- **Provided records**
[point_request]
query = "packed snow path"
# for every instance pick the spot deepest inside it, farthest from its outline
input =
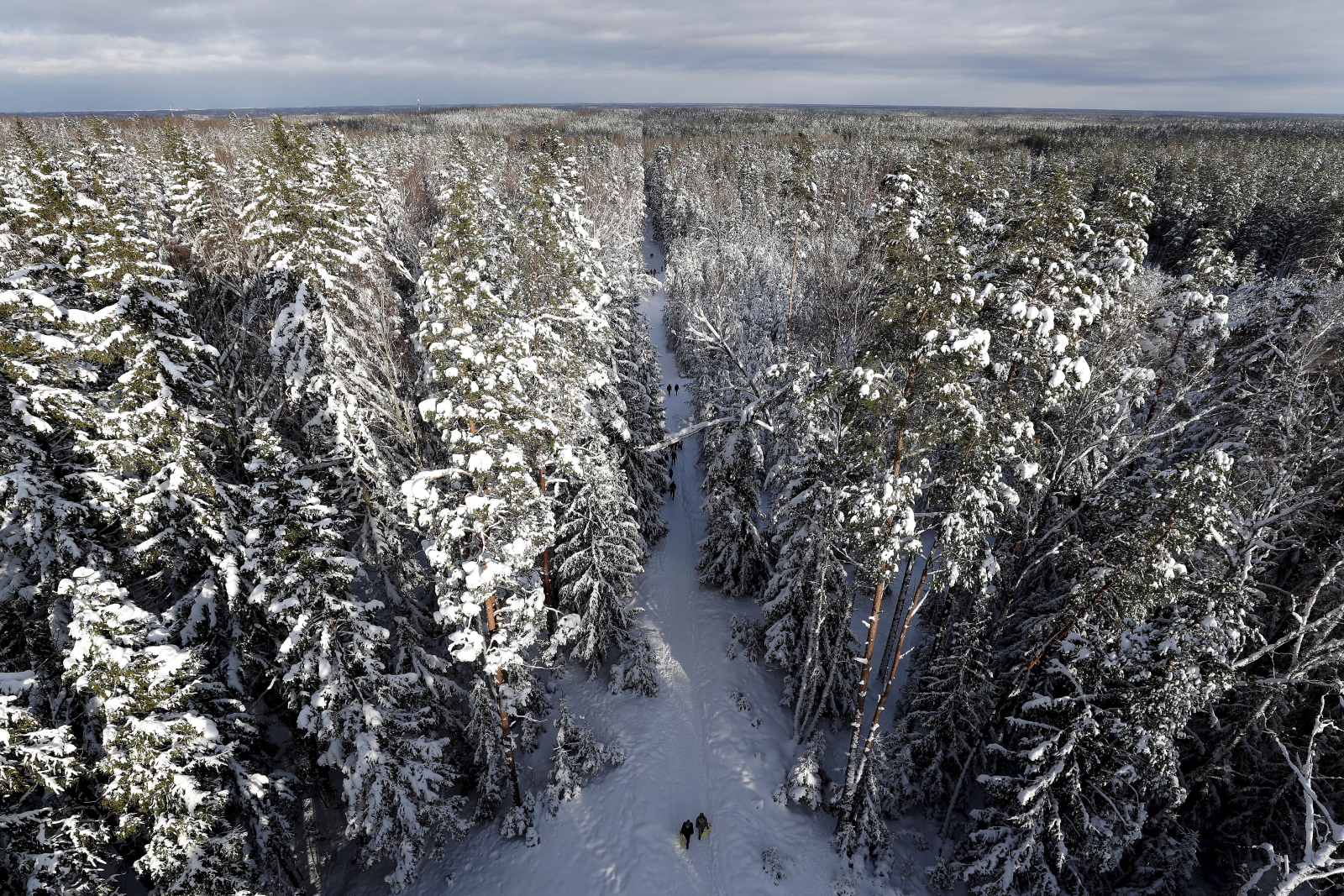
(690, 750)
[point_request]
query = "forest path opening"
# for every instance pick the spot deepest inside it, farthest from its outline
(690, 750)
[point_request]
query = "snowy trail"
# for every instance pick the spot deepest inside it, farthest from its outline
(690, 750)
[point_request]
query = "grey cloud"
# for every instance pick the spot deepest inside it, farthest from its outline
(1184, 54)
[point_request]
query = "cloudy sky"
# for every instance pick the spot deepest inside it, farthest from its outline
(1233, 55)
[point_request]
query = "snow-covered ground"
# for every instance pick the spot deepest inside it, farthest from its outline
(690, 750)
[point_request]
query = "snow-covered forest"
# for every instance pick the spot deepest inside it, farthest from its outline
(340, 548)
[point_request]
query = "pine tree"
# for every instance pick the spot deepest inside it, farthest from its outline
(597, 558)
(734, 553)
(575, 758)
(369, 723)
(808, 600)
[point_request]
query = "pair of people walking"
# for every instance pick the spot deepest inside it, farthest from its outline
(701, 828)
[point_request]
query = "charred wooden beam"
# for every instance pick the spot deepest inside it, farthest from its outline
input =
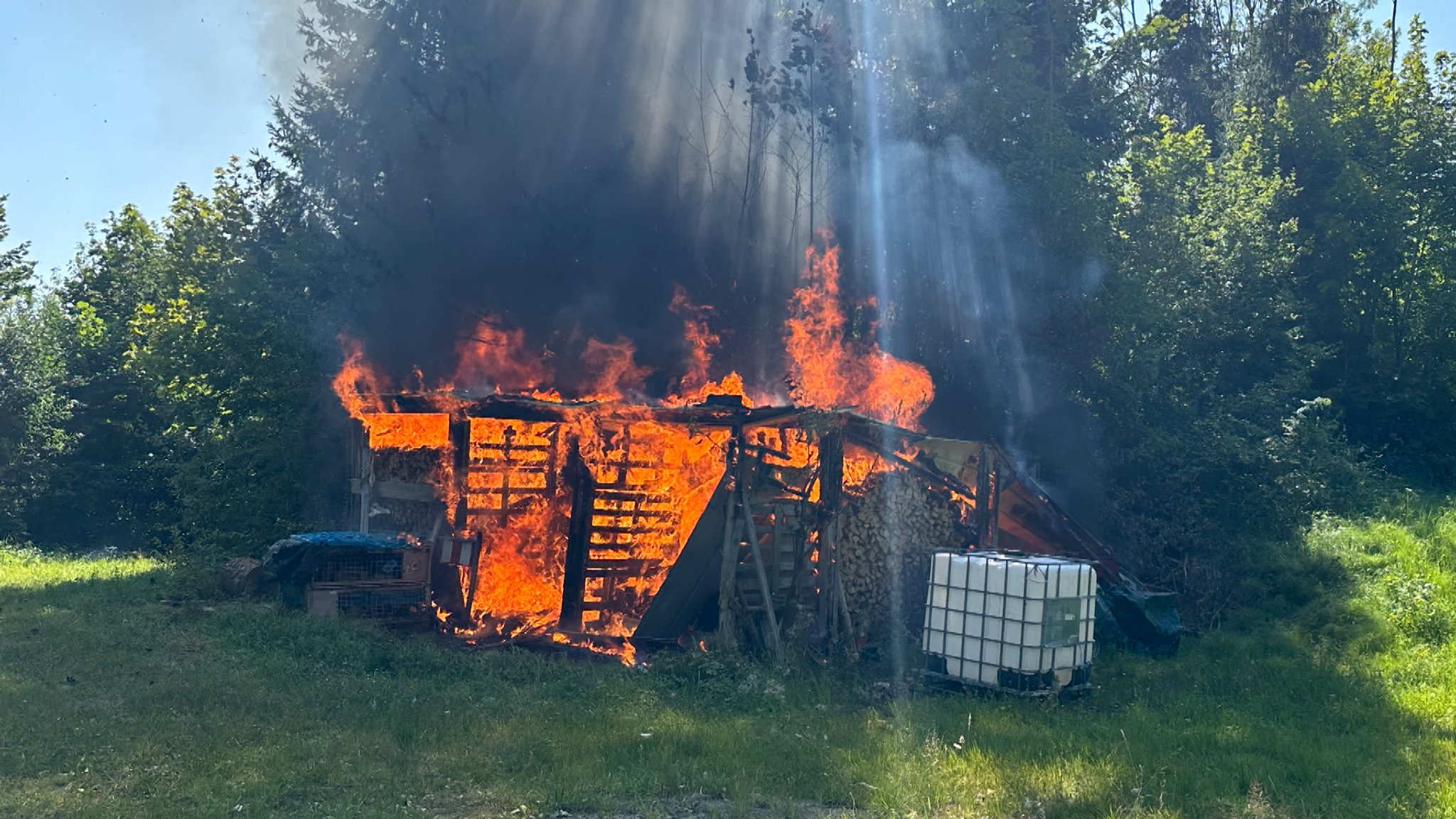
(579, 540)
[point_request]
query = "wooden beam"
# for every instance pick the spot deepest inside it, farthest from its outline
(764, 576)
(397, 490)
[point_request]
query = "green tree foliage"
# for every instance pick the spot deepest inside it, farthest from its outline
(1201, 353)
(31, 404)
(1374, 156)
(196, 375)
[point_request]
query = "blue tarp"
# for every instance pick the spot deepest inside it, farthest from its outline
(351, 540)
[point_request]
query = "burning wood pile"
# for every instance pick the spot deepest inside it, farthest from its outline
(609, 516)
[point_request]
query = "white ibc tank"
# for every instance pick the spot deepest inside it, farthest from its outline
(1011, 621)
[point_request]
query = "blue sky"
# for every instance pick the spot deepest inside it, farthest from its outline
(117, 101)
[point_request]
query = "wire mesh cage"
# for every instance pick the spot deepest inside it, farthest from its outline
(1011, 621)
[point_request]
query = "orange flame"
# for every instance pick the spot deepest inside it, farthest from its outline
(357, 384)
(653, 480)
(830, 370)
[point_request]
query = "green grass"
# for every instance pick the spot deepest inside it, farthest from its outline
(123, 694)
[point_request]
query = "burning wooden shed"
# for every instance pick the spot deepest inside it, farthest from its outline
(606, 519)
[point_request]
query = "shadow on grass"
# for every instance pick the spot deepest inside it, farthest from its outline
(132, 703)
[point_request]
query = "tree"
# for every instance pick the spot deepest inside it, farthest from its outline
(1201, 353)
(31, 405)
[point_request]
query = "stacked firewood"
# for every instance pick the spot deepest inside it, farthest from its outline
(405, 466)
(886, 541)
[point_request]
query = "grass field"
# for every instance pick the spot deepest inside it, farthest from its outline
(126, 691)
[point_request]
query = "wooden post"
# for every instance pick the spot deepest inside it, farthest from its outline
(832, 490)
(993, 508)
(579, 535)
(764, 574)
(461, 441)
(727, 579)
(475, 576)
(983, 498)
(366, 480)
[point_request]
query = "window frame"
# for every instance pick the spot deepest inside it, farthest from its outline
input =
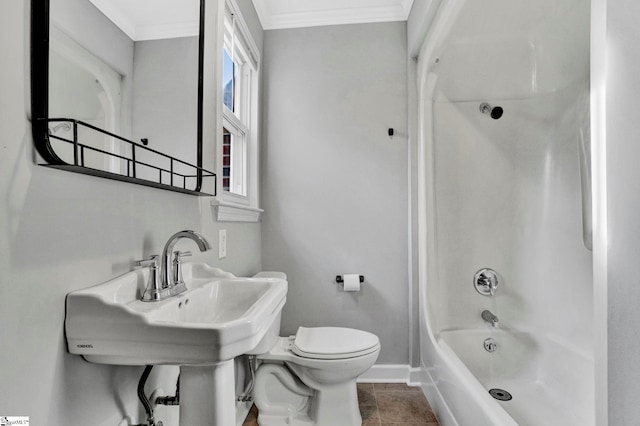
(243, 122)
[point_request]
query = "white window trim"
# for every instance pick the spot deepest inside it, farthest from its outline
(231, 207)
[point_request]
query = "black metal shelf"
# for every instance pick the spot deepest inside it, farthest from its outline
(167, 177)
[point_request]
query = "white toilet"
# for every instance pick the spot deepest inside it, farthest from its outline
(310, 378)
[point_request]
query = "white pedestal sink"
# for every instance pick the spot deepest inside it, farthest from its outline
(219, 317)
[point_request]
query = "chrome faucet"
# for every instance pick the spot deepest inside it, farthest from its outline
(489, 317)
(171, 261)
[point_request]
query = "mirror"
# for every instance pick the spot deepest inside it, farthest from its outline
(117, 89)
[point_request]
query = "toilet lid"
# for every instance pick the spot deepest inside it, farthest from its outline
(333, 342)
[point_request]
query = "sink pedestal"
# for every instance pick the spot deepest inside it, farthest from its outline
(207, 395)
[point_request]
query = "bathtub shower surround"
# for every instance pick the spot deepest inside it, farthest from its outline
(503, 160)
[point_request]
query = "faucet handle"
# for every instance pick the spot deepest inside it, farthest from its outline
(153, 292)
(152, 261)
(178, 282)
(180, 254)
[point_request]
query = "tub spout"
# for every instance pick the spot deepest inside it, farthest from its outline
(489, 317)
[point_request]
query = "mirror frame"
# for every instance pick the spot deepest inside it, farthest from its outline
(40, 12)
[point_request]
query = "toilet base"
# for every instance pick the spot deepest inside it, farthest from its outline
(298, 405)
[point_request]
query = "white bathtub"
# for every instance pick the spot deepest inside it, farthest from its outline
(538, 371)
(506, 194)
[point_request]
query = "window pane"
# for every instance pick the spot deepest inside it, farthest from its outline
(229, 81)
(226, 159)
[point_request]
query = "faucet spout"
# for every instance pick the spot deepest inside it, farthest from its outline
(168, 280)
(489, 317)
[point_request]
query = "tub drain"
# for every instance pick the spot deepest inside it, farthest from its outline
(500, 394)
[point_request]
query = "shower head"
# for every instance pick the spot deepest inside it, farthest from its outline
(494, 112)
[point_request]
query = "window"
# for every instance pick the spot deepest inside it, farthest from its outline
(240, 112)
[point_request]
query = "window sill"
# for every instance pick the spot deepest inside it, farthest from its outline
(230, 212)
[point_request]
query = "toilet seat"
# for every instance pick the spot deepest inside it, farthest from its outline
(333, 343)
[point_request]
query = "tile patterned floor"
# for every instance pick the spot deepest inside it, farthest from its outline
(386, 404)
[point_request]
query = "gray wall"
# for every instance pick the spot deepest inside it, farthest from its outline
(334, 184)
(165, 97)
(623, 204)
(61, 231)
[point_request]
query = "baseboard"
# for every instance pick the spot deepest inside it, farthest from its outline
(394, 373)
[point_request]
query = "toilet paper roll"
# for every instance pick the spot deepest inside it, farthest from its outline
(351, 282)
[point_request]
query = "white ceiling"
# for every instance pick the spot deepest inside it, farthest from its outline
(147, 20)
(276, 14)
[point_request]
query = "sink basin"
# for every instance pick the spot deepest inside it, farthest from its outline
(219, 317)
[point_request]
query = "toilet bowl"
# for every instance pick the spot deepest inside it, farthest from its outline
(310, 378)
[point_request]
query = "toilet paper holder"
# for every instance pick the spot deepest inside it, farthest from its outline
(340, 280)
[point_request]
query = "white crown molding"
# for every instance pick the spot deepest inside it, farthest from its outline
(174, 30)
(395, 10)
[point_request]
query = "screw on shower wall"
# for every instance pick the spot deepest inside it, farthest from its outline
(490, 345)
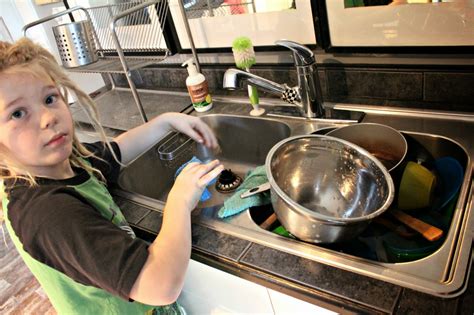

- **Exercise**
Count the lines above that contain the string "wall", treating uppercase and lowercase as different. Reply with the number alone.

- **Result of this exercise**
2